Saved entries:
==================================================
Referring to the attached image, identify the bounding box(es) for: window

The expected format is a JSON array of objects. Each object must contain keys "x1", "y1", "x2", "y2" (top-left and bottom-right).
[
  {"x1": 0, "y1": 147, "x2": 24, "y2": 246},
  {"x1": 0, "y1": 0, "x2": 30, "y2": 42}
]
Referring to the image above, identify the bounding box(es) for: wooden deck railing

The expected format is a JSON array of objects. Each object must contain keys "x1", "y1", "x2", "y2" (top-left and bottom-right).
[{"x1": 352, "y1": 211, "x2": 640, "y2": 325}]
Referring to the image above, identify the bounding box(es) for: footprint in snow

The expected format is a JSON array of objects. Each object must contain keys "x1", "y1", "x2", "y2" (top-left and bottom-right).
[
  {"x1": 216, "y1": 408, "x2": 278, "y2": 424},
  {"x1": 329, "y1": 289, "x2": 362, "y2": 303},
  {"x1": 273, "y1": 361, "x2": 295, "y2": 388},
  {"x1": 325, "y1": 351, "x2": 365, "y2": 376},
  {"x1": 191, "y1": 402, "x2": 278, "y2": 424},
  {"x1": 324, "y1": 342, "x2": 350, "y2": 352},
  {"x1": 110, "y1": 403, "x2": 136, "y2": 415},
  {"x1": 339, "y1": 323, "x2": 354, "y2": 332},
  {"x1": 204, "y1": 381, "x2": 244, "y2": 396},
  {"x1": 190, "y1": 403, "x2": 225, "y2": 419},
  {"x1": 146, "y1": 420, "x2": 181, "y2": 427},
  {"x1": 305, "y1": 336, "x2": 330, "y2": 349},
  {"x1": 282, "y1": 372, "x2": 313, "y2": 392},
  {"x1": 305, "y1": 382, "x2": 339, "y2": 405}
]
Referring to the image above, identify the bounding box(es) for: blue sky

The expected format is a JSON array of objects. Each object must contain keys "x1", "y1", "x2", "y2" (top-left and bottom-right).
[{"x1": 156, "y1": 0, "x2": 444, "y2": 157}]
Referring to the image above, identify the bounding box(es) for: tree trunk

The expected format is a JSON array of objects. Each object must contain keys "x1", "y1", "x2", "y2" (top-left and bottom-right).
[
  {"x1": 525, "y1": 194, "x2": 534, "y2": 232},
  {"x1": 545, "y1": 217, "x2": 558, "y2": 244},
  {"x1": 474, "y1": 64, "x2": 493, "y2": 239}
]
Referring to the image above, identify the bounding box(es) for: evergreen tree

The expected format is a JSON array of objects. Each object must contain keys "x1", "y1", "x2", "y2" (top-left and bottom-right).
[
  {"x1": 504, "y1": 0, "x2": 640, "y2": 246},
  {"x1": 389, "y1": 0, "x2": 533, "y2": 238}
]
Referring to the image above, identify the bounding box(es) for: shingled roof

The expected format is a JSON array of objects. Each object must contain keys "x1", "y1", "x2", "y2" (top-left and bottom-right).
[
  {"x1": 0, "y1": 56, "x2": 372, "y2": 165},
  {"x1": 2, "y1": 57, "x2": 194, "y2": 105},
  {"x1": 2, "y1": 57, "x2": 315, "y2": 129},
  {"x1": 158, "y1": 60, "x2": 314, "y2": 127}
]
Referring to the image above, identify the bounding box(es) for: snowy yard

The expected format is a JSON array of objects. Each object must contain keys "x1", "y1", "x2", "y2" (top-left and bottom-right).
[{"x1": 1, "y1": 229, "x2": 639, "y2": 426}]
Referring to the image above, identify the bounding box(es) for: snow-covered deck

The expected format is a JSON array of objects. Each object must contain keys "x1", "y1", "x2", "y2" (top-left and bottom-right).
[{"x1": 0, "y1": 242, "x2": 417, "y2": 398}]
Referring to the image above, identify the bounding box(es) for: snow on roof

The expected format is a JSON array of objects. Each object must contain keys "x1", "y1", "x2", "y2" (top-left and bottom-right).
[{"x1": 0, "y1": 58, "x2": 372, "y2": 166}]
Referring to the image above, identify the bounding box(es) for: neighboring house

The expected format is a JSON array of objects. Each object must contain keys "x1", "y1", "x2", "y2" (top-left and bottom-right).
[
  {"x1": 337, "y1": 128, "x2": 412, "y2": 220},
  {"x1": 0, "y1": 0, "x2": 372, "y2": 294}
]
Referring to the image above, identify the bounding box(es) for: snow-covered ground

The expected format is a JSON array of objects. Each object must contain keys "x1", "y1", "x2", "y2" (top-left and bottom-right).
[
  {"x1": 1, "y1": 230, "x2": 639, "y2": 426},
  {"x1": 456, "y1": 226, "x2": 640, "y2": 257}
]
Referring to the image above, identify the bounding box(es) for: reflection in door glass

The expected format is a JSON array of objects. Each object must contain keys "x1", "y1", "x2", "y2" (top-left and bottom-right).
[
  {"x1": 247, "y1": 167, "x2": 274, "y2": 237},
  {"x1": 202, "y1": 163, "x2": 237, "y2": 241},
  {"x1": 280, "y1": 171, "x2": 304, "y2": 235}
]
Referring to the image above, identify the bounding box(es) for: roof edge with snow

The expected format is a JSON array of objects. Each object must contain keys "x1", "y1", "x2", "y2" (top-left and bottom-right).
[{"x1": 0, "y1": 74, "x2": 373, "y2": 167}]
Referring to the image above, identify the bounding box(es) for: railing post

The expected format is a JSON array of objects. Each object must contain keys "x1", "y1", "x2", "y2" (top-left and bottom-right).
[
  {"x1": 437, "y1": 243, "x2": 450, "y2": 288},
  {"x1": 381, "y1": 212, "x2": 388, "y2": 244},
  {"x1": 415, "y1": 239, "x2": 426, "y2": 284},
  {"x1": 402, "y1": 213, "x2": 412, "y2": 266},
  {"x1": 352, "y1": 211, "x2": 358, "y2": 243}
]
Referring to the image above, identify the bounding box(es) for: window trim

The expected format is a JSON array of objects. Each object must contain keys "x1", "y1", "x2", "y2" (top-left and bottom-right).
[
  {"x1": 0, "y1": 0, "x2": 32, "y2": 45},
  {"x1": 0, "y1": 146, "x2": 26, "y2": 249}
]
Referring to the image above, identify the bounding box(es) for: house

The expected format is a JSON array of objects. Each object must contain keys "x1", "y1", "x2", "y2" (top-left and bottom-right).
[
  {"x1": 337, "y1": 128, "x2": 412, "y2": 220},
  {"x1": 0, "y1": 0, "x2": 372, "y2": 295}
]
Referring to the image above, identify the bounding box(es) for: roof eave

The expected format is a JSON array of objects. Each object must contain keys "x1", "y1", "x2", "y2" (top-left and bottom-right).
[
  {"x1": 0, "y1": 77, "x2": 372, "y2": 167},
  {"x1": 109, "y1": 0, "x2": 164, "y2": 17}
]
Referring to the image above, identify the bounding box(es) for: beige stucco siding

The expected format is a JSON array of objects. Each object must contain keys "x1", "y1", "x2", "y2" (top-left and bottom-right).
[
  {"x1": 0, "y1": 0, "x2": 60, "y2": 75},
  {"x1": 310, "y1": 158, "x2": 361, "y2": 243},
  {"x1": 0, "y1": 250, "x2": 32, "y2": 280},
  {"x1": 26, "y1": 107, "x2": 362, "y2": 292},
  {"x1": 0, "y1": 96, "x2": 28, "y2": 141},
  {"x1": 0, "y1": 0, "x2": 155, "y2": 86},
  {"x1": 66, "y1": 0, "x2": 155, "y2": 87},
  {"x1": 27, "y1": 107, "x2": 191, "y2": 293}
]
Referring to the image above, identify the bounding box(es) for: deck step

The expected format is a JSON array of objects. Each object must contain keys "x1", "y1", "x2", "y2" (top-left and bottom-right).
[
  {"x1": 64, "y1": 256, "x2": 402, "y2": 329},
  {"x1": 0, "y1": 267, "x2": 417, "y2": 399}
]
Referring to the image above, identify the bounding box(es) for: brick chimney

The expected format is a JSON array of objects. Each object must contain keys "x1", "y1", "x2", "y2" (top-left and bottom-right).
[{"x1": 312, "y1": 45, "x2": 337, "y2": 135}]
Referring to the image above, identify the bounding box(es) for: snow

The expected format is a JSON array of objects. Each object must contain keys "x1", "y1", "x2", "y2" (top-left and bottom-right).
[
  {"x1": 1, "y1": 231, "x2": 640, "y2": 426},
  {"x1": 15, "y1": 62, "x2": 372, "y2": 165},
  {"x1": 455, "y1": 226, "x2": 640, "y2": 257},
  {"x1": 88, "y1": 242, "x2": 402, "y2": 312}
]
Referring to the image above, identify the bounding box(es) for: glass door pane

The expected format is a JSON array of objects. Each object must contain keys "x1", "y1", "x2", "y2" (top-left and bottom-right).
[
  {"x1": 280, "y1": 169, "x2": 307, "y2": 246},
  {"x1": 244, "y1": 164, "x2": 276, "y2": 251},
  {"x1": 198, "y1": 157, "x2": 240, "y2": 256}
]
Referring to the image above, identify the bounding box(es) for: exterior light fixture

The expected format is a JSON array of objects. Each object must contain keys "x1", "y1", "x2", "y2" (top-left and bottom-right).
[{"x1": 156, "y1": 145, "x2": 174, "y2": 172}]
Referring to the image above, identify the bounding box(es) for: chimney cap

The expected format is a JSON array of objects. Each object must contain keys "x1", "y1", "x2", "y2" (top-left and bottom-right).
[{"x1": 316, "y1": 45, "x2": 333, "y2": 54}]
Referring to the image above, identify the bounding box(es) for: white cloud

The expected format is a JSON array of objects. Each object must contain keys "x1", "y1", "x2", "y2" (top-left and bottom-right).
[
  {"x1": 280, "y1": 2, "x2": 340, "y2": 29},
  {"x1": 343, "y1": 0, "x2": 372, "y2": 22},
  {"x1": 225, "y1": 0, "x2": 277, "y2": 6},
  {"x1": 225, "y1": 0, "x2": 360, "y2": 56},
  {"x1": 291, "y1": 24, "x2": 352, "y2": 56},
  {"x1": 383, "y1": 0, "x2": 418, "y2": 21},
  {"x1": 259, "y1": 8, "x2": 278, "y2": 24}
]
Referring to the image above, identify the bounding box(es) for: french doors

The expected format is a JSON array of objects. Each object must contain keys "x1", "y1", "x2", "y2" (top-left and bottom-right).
==================================================
* _TASK TO COMPLETE_: Above are the records; print exactly the lines from the line with "for: railing post" to the line with "for: deck step", including both, and nothing else.

* _ANSWER BOX_:
Referring to the image above, identify the bounding box(es) for: railing post

The expected format is a JSON array of objects. Each object must contain keys "x1", "y1", "x2", "y2" (top-left and bottom-right).
[
  {"x1": 437, "y1": 243, "x2": 450, "y2": 288},
  {"x1": 381, "y1": 212, "x2": 388, "y2": 244},
  {"x1": 415, "y1": 239, "x2": 426, "y2": 284},
  {"x1": 402, "y1": 213, "x2": 412, "y2": 266},
  {"x1": 352, "y1": 211, "x2": 358, "y2": 243}
]
Referring to the image above, identify the bounding box(es) for: window trim

The expected format is a JSON array of objects. Each object must contain keys "x1", "y1", "x2", "y2" (top-left and bottom-right).
[
  {"x1": 0, "y1": 0, "x2": 32, "y2": 45},
  {"x1": 0, "y1": 146, "x2": 26, "y2": 249}
]
Referring to the image above, identify the bounding box(es) for: house

The expected format is a JSON array of objects. Each object must contain keys "x1", "y1", "x2", "y2" (top-left and bottom-right).
[
  {"x1": 337, "y1": 128, "x2": 412, "y2": 220},
  {"x1": 0, "y1": 0, "x2": 372, "y2": 295}
]
Referring to the image above, identify the bounding box(es) for: roof eave

The expected format is a JSON array of objects. Each object must contain keys "x1", "y1", "x2", "y2" (top-left and bottom-right).
[
  {"x1": 0, "y1": 77, "x2": 372, "y2": 167},
  {"x1": 109, "y1": 0, "x2": 164, "y2": 17}
]
Referring to the image above, identify the bounding box(es) for: beige stucco siding

The expected format is a JSON array of objects. Each object must contain keys "x1", "y1", "x2", "y2" (top-left and bottom-right).
[
  {"x1": 0, "y1": 0, "x2": 60, "y2": 75},
  {"x1": 310, "y1": 158, "x2": 361, "y2": 243},
  {"x1": 0, "y1": 250, "x2": 32, "y2": 280},
  {"x1": 26, "y1": 107, "x2": 362, "y2": 292},
  {"x1": 0, "y1": 96, "x2": 28, "y2": 141},
  {"x1": 0, "y1": 0, "x2": 155, "y2": 86},
  {"x1": 66, "y1": 0, "x2": 155, "y2": 87},
  {"x1": 27, "y1": 107, "x2": 191, "y2": 293}
]
Referring to the image above, identify the bounding box(es) for: deck step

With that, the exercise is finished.